┌─ Excerpted passage

The Darvari Skete (Schitul Darvari) is a Romanian Orthodox skete located at 3 Schitul Darvari Street, Bucharest, Romania. It is dedicated to the Archangels Michael and Gabriel.

In 1834, căminar (tavern tax collector) Mihalache Darvari built a small church with no dome behind the Icoanei Church. Surrounded by monastic cells and walls, it served as a family chapel. Nuns from Pasărea and Samurcășești monasteries were brought in the following year. They remained until 1864, when domnitor Alexandru Ioan Cuza ordered them outside the city, and services were subsequently held by married priests. In 1869, monks passing through from Prodromos visited, officiating like on Mount Athos and attracting many visitors. A few stayed behind. In 1894, administrator Nicolae Darvari repaired the ruined skete, adding a small dome to the church.

The old church was entirely demolished in 1933-1934 and replaced by the current structure. Architect Gheorghe Simotta employed an Oltenian-Muntenian style, while the entire interior was painted in Athonite fresco by Iosif Keber. In 1959, the communist regime sent the monks to the monasteries at Cernica Monastery and Bucium, and Darvari became a subsidiary of Icoanei. The complex was declared a historic monument in 1992, and reopened as a monastic establishment in 1996, with eight young monks.

└─

**List of tasks:**
• A. In the passage on the Darvari Skete, who painted the interior of the current church?
• B. Rewrite the passage on the Darvari Skete from "The old church" up to and including "eight young monks.", and change "demolished" to "torn down".

┌─ Data extracts

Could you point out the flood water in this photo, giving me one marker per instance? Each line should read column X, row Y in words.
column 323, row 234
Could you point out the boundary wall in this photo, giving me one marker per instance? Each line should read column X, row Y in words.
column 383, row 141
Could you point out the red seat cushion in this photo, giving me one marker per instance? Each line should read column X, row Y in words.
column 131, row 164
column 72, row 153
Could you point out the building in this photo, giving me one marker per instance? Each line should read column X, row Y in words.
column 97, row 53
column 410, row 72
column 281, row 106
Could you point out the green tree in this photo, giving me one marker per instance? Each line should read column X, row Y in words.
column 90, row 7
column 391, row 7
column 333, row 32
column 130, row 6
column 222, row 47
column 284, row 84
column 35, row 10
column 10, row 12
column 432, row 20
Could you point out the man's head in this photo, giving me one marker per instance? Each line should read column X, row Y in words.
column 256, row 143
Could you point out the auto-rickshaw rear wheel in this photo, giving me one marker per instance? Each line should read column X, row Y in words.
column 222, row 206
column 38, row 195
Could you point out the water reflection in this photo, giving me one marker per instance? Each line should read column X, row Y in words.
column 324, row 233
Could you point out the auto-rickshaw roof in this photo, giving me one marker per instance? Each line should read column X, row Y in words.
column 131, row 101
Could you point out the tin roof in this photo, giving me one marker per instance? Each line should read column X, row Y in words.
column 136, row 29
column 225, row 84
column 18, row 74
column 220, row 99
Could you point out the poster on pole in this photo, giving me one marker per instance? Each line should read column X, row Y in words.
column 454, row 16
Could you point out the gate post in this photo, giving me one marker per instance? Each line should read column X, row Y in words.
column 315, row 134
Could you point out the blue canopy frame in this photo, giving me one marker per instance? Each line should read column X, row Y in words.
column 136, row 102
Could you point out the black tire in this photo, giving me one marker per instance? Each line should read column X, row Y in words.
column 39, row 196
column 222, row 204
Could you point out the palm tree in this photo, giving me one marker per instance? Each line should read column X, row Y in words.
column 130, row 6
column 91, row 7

└─
┌─ Data extracts

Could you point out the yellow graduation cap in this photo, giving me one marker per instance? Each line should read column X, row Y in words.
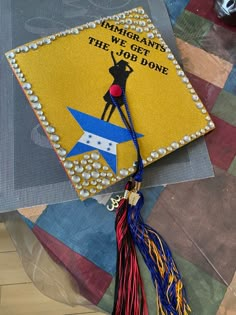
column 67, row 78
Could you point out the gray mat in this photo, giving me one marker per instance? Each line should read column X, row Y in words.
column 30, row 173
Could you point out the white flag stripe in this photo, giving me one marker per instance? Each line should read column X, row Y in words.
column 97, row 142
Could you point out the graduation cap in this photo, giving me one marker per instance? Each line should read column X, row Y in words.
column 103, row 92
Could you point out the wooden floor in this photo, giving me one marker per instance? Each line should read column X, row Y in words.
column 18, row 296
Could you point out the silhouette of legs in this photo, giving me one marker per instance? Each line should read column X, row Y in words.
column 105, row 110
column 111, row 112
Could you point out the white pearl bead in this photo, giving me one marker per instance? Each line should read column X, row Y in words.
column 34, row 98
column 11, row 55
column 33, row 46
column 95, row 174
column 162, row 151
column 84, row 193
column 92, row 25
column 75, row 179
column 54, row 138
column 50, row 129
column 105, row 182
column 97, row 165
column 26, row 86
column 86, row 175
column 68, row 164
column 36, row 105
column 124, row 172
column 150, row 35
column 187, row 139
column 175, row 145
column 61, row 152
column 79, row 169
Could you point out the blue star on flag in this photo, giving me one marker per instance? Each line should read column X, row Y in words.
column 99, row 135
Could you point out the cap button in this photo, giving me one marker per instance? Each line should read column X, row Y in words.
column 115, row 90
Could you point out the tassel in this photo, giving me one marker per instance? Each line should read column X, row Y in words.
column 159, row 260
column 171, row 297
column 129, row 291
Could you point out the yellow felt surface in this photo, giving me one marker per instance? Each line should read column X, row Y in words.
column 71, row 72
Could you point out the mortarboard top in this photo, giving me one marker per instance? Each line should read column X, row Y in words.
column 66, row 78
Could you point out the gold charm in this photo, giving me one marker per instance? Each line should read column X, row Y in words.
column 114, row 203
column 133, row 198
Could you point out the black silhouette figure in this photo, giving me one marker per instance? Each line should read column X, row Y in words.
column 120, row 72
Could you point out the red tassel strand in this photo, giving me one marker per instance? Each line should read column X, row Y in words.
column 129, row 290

└─
┌─ Data extracts

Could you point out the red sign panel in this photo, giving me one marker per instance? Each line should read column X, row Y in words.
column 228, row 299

└─

**Responses per task:**
• A. Iosif Keber

• B.
The old church was entirely torn down in 1933-1934 and replaced by the current structure. Architect Gheorghe Simotta employed an Oltenian-Muntenian style, while the entire interior was painted in Athonite fresco by Iosif Keber. In 1959, the communist regime sent the monks to the monasteries at Cernica Monastery and Bucium, and Darvari became a subsidiary of Icoanei. The complex was declared a historic monument in 1992, and reopened as a monastic establishment in 1996, with eight young monks.